# Work required
Using the passage on the University of North Dakota College of Arts and Sciences, answer:
1. What year was the college established?
2. How many divisions are its departments organized into?
3. Which building houses the college's headquarters?

# Quoted passage
▬▬▬
The University of North Dakota College of Arts and Science (A&S) is the liberal arts and sciences unit of the University of North Dakota in Grand Forks, North Dakota. The College of Arts and Sciences was established in 1883, and is the largest and oldest of nine colleges at the University, with over 200 regular faculty members in eighteen departments. The departments are organized into four divisions: fine arts, social sciences, humanities, and math-natural sciences. The college currently enrolls approximately 3,600 undergraduate students, about 34% of the University's total undergraduate enrollment. It offers thirty-one undergraduate majors, fifteen master's programs, and eleven doctoral programs. The college is headquartered in Columbia Hall.
▬▬▬
# Available data

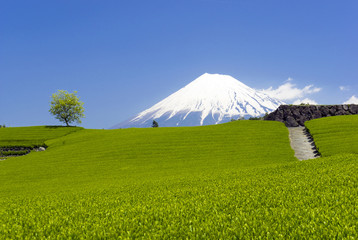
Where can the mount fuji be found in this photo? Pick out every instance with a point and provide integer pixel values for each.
(209, 99)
▬▬▬
# The solution
1. 1883
2. Four
3. Columbia Hall